* _TASK DETAILS_
Recast all of the data below as a numbered list, omitting any blank lines and leaving out the pictures.

* _DATA TO PROCESS_
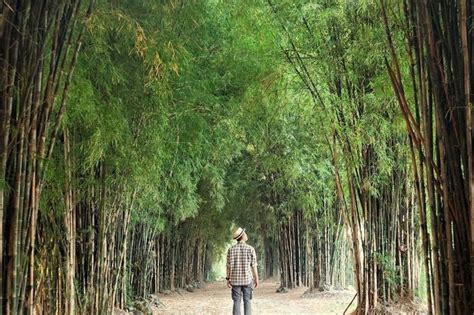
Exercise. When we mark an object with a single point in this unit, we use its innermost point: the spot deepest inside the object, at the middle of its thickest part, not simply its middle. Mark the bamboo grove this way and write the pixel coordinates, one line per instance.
(136, 134)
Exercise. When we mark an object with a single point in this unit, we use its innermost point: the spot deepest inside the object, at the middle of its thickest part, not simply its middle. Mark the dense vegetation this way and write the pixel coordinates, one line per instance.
(136, 134)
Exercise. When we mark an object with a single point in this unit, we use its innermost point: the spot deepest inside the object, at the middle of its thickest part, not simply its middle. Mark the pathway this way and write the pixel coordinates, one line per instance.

* _SOLUTION TO THE EXERCISE_
1. Exercise. When we mark an object with a single point in this unit, we use its innermost point: the spot deepest inside the object, at the middle of its thickest part, not simply its middle. Mark the bamboo grove this way and write the pixel coordinates, one line per instance.
2. (136, 134)
3. Exercise. When we mark an object with a single point in this unit, we use its innermost point: the spot deepest inside the object, at the middle of its thickest part, not simply its middle. Mark the dense vegetation this way and write the pixel coordinates, one line per instance.
4. (136, 134)
5. Exercise. When we mark an object with a single point in this unit, we use its innermost point: the spot deepest inside the object, at the middle of its thickest part, not simply its middle. Mark the pathway this way and write the pixel coordinates, one line per instance.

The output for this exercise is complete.